ACTIVITY – Would you repeat the entries below exactly and omit the pictures?

RECORDS PROVIDED –
*** Begin section ***
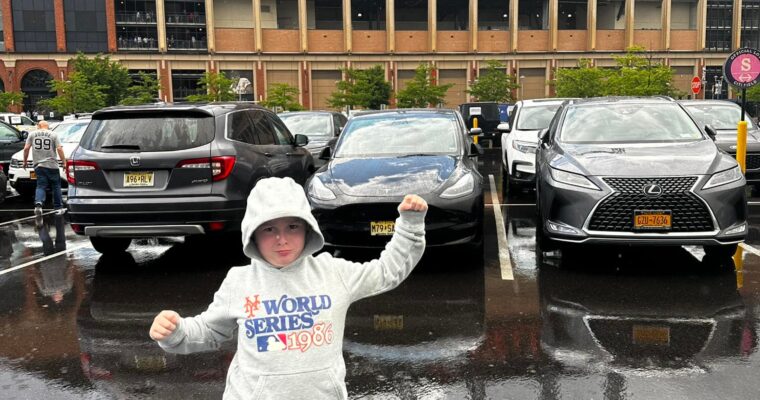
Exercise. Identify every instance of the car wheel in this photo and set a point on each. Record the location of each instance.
(110, 245)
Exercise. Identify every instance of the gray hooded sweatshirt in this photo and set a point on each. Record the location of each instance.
(290, 320)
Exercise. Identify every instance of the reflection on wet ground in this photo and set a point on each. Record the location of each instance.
(612, 323)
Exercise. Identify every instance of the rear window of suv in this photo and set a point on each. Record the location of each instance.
(152, 132)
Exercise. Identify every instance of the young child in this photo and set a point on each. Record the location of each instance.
(289, 306)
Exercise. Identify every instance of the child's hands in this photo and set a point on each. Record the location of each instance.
(412, 202)
(164, 324)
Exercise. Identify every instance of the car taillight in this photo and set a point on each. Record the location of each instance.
(78, 165)
(221, 166)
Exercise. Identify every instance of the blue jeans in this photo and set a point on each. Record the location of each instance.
(48, 178)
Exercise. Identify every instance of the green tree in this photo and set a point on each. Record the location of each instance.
(284, 96)
(420, 91)
(143, 91)
(584, 81)
(77, 94)
(364, 88)
(8, 99)
(112, 77)
(638, 75)
(494, 85)
(214, 86)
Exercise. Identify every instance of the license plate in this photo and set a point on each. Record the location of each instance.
(652, 219)
(389, 322)
(150, 363)
(647, 334)
(381, 228)
(138, 179)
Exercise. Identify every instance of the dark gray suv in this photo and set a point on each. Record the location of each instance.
(175, 170)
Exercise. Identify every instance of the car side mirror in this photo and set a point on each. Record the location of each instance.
(475, 150)
(325, 154)
(711, 132)
(301, 140)
(543, 135)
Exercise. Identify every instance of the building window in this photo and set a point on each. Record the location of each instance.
(683, 14)
(411, 15)
(368, 15)
(324, 14)
(453, 15)
(573, 14)
(185, 83)
(720, 16)
(493, 16)
(751, 23)
(610, 14)
(34, 26)
(533, 15)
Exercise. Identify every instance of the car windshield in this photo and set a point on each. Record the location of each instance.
(399, 134)
(536, 117)
(308, 124)
(70, 132)
(628, 123)
(155, 132)
(719, 116)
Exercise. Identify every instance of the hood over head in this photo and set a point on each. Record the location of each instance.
(274, 198)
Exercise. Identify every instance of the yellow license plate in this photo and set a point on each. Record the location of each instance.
(647, 334)
(381, 228)
(138, 179)
(652, 220)
(150, 363)
(389, 322)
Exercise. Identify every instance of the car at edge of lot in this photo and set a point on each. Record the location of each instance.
(322, 128)
(175, 169)
(519, 141)
(69, 133)
(723, 116)
(382, 156)
(636, 171)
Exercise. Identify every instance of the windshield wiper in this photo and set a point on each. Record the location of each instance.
(121, 146)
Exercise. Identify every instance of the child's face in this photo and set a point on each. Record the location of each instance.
(280, 241)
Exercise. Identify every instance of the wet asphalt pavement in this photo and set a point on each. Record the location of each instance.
(600, 323)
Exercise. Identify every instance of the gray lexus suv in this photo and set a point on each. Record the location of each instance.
(175, 170)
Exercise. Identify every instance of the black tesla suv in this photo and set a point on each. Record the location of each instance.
(636, 171)
(175, 170)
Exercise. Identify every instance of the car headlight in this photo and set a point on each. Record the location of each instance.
(464, 186)
(570, 178)
(319, 191)
(524, 147)
(724, 177)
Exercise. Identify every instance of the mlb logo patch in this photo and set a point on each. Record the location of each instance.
(272, 343)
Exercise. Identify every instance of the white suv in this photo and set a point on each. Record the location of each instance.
(519, 141)
(69, 133)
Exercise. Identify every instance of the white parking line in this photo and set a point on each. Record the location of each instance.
(501, 234)
(749, 249)
(24, 219)
(39, 260)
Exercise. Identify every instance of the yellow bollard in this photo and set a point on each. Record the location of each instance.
(475, 125)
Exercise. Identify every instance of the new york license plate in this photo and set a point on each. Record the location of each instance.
(138, 179)
(652, 219)
(381, 228)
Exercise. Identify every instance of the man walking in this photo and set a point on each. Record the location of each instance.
(44, 144)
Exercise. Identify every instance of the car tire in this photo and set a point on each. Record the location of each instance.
(720, 252)
(110, 245)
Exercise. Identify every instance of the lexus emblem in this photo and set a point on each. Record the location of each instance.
(653, 190)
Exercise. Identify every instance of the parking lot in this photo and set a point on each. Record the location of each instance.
(603, 322)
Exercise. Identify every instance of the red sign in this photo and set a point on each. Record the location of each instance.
(696, 85)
*** End section ***
RESULT FOR THIS TASK –
Exercise. Identify every instance of the car wheel in this photo and set a point on each. Record the location of each instance.
(110, 245)
Exercise. Identify every instance of the gray hooded sweatshirt in this photo and set a point on each. Record the location of each instance.
(290, 320)
Exercise. Identify every instance of the reflection on wet ground in this photo and set a point on each. Record the location of each instance.
(612, 323)
Exercise. Identify every instance of the rear window of suv in this photo and set a point on each. Record the location of each instance.
(152, 132)
Exercise. Identify every instance of the young child in this photo and set a point on each. Record the location of each instance.
(289, 306)
Exercise. Identify every instance of the child's hands in this photo and set a point on each. Record the location of each instance.
(412, 202)
(164, 324)
Exercise. Identify every instance of the car taillight in this photo and set a point on each. Record the location of each instance.
(78, 165)
(221, 166)
Exercise. Identify every instance of the blue jeans in this photo and set a point on each. Record the location of each instance.
(48, 178)
Exercise. Identify every instance of the green tree in this photo and set a point on each. Record the location of each instance.
(284, 96)
(420, 91)
(143, 91)
(584, 81)
(77, 94)
(364, 88)
(8, 99)
(112, 77)
(638, 75)
(494, 85)
(214, 86)
Exercise. Identify every instance of the license plate in this photo and set a point on each. Record the location of each instance.
(652, 219)
(389, 322)
(150, 363)
(647, 334)
(381, 228)
(138, 179)
Exercise. Identify every instance of the dark gray suv in this photo and set a point on each. Record the location of each instance.
(175, 170)
Exercise. Identify every instance of the car side mirror in this photo and set a point on each. Record the location of each instance.
(475, 150)
(325, 154)
(711, 132)
(301, 140)
(543, 135)
Exercise. Identify every instance of the building window in this photo and set a point on each. Record the location of each instance.
(683, 14)
(411, 15)
(368, 15)
(324, 14)
(453, 15)
(573, 14)
(185, 83)
(720, 16)
(493, 16)
(751, 23)
(610, 14)
(34, 26)
(533, 15)
Exercise. Identify every instance of the car windshield in this photo and set a point on each. Record the location of each instance.
(399, 134)
(536, 117)
(308, 124)
(70, 132)
(628, 123)
(155, 132)
(719, 116)
Exercise. Identify every instance of the hood over head in this photo and set a point on each. Record the location of each instance.
(274, 198)
Exercise. Identify every instance of the yellow license plate in this photo and set a point on each. Record the location of each instance.
(647, 334)
(381, 228)
(138, 179)
(652, 220)
(150, 363)
(389, 322)
Exercise. Identify every instance of the car at edge of lot in this photo and set a point on each. Record the location of each instance.
(322, 128)
(175, 169)
(519, 141)
(69, 133)
(723, 116)
(382, 156)
(636, 171)
Exercise. Identify every instance of the windshield wiper in this photo and set a point on each. Record the location of each instance.
(121, 146)
Exercise. Identify every instance of the child's face in this photo and set a point on each. Record the location of each instance.
(280, 241)
Exercise. Identify every instance of the wet asphalt pavement in this photo and set a point on each. Record the location of each instance.
(600, 323)
Exercise. Identify every instance of the gray lexus suv in this photo and set a point on each. Record the location of each instance.
(175, 170)
Exercise. Identify every instance of the black tesla suv in this photo and set a point on each. Record the location of each instance.
(636, 171)
(175, 170)
Exercise. Identify every instance of the car headlight in this photo and set a point on each. Record the location of each instance.
(464, 186)
(570, 178)
(319, 191)
(524, 147)
(724, 177)
Exercise. Identify every instance of the mlb logo patch in this photo and set a point on each. Record the location of each instance.
(272, 343)
Exercise. Identify every instance of the white suv in this photo and set a point on each. Record the location of each instance.
(519, 141)
(69, 133)
Exercise. Identify every instance of the white parking line in this photo and set a point on each. Record the location of each instance.
(501, 234)
(749, 249)
(24, 219)
(39, 260)
Exercise. Identify every instance of the yellow bollard in this photo and set a point on each. Record the location of each instance.
(475, 125)
Exercise. Identify every instance of the new york license plate in this photo and set a point on each. Record the location of each instance.
(138, 179)
(652, 219)
(381, 228)
Exercise. Identify every instance of the man walking in this photo and set a point on each. Record the location of each instance.
(44, 144)
Exercise. Identify every instance of the car tire in this photo and set a point on each. Record the location of each instance.
(720, 252)
(110, 245)
Exercise. Identify every instance of the lexus emblem in this photo and set a point on each. Record the location of each instance.
(653, 190)
Exercise. Identify every instance of the parking lot in this photo and set a point on each. Record the location of each instance.
(603, 322)
Exercise. Identify every instance of the red sign in this photo and set a point on each. Record the location of each instance.
(696, 85)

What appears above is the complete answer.